PROBLEM
Output, word for word, the span of lines that starts at the one containing "[locate] floating debris" and ends at the last line of the records.

↓↓↓

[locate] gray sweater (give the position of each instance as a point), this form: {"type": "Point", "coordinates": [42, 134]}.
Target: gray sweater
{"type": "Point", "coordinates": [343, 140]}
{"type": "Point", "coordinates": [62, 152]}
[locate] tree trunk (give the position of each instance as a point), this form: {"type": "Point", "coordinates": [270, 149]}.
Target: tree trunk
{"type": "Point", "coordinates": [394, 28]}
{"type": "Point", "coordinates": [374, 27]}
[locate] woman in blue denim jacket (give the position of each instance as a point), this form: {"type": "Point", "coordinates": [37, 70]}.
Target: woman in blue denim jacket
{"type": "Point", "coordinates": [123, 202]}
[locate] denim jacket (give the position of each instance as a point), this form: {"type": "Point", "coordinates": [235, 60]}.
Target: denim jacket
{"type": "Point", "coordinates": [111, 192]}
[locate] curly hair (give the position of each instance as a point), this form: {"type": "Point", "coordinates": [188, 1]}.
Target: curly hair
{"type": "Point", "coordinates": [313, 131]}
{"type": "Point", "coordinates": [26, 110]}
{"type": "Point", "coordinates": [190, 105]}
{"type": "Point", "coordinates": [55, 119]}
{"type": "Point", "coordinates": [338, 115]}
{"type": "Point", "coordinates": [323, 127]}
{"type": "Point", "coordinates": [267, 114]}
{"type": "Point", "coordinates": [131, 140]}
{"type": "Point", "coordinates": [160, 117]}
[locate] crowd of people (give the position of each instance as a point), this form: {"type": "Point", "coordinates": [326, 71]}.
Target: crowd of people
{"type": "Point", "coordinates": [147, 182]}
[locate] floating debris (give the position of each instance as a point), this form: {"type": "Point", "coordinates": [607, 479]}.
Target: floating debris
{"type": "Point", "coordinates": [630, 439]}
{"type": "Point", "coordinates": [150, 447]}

↑↑↑

ANSWER BOX
[locate] floating debris (give the position of each instance as a point), this form: {"type": "Point", "coordinates": [607, 479]}.
Target: floating debris
{"type": "Point", "coordinates": [630, 439]}
{"type": "Point", "coordinates": [150, 447]}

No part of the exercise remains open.